TASK
Set down the records once more, please, exactly and with the pictures left out.

ROWS

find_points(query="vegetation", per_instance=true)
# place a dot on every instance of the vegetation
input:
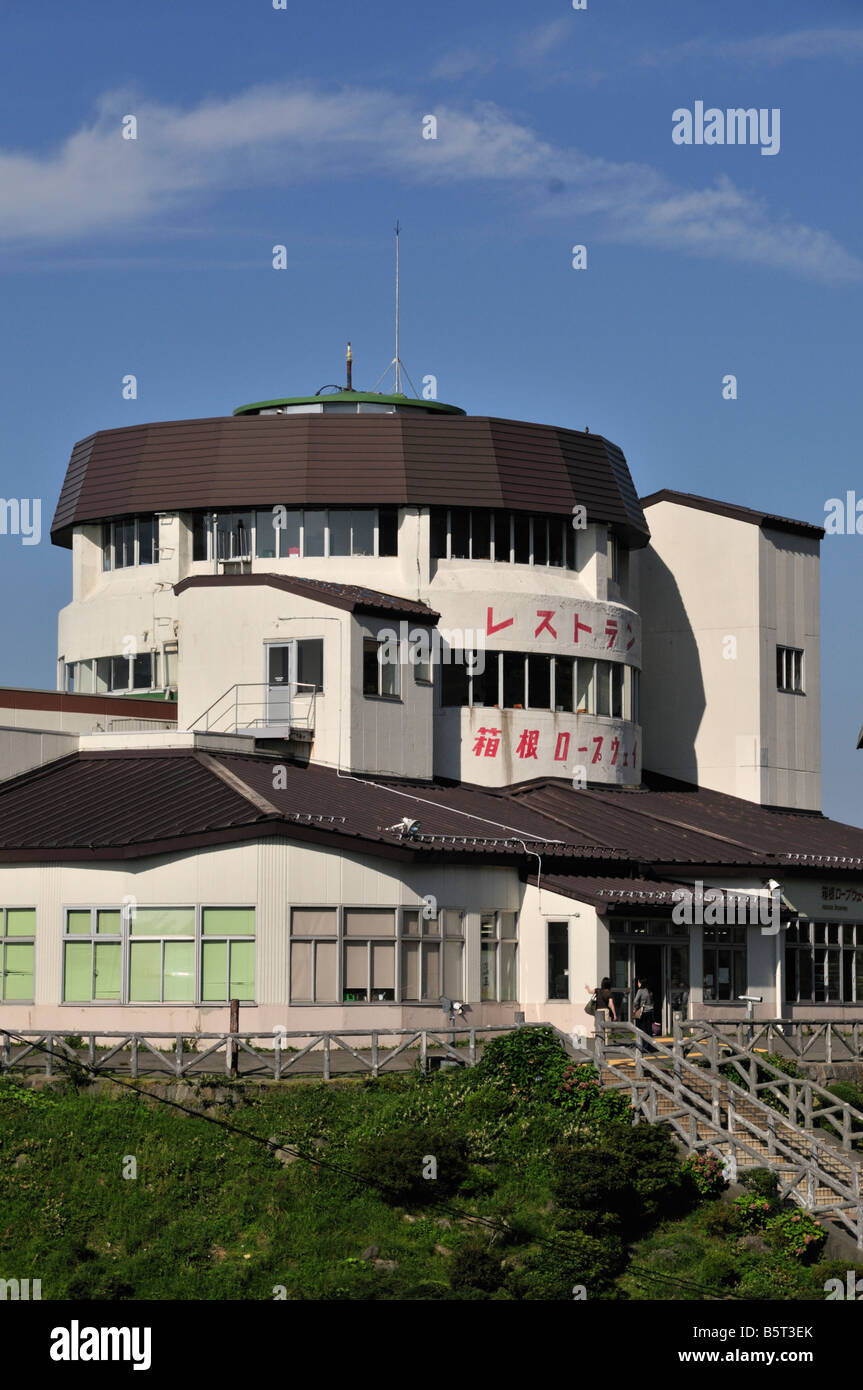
(520, 1179)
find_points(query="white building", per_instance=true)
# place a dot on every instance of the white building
(406, 648)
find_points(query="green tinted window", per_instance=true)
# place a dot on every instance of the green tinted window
(77, 973)
(228, 922)
(21, 922)
(214, 972)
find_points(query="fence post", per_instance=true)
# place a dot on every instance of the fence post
(232, 1027)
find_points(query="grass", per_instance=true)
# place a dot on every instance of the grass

RESULT OF THE TASK
find_points(query="vegetation", per_instance=true)
# place a dot on every instance of the vegetation
input:
(520, 1179)
find_points(query="white building", per_instance=true)
# place a dot on every instance of the white building
(406, 648)
find_points(query="green tinted window", per_instance=true)
# place a dot on every instance of the green tinted window
(77, 973)
(228, 922)
(21, 922)
(214, 972)
find_points(query="fence post", per_instance=true)
# place a dot on every instance of the fence post
(232, 1027)
find_points(query="grass", per_instance=true)
# place a dot on every instance of the grass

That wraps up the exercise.